─── Input data

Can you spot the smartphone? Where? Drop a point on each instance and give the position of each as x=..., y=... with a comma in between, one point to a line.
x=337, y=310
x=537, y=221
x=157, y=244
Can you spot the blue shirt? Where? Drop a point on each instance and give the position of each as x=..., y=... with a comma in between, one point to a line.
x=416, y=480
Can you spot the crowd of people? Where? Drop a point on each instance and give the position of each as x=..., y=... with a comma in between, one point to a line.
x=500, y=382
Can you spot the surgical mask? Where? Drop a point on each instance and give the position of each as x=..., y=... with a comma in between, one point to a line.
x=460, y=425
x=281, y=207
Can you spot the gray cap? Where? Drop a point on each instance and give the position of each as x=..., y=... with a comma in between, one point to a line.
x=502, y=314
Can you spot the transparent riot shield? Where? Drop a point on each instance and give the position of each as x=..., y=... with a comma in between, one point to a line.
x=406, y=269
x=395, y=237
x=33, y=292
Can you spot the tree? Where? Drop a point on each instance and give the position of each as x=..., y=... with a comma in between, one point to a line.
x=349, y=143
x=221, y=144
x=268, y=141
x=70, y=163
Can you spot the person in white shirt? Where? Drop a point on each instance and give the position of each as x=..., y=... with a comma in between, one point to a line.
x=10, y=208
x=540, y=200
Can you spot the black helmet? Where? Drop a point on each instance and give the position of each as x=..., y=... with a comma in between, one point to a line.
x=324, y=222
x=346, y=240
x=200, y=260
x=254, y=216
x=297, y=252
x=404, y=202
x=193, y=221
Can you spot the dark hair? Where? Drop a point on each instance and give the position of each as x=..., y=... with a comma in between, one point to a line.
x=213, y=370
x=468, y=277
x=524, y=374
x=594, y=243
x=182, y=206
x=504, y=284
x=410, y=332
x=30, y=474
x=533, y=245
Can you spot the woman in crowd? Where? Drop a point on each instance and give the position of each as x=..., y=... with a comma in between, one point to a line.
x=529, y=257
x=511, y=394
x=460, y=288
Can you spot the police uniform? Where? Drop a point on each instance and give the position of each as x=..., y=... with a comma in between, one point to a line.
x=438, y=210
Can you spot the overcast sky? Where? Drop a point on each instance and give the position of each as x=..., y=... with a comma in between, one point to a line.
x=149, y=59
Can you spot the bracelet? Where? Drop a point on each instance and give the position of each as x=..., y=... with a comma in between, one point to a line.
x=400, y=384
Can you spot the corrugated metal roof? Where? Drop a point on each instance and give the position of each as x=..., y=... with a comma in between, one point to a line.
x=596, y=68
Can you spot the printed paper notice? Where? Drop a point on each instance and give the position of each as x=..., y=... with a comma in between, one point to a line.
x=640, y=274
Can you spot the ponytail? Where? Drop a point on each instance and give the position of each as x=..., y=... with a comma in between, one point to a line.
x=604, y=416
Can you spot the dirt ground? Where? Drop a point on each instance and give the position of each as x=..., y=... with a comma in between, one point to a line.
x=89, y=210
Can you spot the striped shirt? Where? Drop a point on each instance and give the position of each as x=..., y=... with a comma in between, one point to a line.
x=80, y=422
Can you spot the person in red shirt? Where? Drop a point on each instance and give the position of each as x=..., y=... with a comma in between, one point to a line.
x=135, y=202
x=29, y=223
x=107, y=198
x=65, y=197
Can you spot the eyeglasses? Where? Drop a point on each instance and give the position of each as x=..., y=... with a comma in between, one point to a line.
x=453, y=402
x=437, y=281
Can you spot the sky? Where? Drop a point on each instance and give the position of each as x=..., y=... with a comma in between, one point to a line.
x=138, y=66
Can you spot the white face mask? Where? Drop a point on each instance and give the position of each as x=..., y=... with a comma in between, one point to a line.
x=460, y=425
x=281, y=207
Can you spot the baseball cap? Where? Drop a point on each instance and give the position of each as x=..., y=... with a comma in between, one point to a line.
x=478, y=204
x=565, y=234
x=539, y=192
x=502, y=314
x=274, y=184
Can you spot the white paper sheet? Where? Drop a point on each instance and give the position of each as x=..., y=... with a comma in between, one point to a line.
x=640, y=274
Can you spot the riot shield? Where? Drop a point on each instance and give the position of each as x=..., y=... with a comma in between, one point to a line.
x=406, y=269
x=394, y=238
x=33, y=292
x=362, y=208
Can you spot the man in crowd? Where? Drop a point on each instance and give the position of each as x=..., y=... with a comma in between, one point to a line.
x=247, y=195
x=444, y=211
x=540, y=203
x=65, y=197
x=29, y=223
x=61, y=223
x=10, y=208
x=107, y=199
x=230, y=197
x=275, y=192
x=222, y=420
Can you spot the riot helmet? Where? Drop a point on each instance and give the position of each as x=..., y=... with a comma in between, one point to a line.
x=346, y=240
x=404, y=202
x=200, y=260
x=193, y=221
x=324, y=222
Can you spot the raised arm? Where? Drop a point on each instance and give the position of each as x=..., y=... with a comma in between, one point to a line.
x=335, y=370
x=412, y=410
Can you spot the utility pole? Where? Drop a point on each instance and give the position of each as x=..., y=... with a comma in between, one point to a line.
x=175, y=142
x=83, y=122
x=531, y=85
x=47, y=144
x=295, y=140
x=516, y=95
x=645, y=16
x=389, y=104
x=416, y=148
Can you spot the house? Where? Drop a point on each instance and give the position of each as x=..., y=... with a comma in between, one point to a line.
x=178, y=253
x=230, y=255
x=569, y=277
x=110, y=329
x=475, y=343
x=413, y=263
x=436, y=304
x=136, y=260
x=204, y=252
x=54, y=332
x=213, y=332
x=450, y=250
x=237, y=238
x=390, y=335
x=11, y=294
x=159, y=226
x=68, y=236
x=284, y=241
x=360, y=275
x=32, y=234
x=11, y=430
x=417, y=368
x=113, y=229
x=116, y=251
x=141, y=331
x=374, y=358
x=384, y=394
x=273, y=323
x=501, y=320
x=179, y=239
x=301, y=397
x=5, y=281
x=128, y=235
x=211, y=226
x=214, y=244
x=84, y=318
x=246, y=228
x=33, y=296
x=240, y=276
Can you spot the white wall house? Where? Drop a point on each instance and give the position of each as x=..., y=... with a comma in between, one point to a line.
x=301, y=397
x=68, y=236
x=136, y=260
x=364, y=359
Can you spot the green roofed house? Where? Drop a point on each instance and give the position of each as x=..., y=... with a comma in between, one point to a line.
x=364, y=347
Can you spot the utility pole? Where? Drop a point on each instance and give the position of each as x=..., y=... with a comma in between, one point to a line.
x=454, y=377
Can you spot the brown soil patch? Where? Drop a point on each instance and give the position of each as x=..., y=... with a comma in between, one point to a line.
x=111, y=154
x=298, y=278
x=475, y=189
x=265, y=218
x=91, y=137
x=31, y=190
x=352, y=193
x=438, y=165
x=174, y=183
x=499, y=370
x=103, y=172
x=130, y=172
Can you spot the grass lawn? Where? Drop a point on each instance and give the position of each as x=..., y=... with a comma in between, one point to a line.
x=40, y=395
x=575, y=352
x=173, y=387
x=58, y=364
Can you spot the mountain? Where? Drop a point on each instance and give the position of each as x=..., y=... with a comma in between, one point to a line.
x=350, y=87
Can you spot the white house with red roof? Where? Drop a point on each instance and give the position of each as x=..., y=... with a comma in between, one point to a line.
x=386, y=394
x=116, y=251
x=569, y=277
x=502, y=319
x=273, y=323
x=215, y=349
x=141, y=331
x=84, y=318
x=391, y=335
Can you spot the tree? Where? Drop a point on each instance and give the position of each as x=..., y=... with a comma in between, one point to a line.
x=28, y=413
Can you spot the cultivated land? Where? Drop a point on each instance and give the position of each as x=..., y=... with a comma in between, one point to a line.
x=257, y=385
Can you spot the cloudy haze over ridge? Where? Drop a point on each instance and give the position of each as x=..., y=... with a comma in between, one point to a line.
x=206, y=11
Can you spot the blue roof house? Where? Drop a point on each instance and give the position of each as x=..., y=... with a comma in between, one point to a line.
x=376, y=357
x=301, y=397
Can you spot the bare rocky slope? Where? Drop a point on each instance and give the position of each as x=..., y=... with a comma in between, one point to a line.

──────

◆ Task goal:
Reproduce verbatim the lines of the items above from the line containing "Can you spot the raised" through the line containing "x=416, y=148", inclusive.

◆ Result:
Can you spot the raised arm? Where? Drop a point on each instance and give the position of each as x=..., y=... with a comma in between, one point to a line.
x=335, y=370
x=412, y=410
Can you spot the utility pole? Where? Drop a point on each instance and give the position of each as x=..., y=... with a comma in between, one point to a line.
x=175, y=142
x=83, y=122
x=531, y=85
x=47, y=144
x=295, y=140
x=516, y=95
x=645, y=16
x=389, y=104
x=416, y=148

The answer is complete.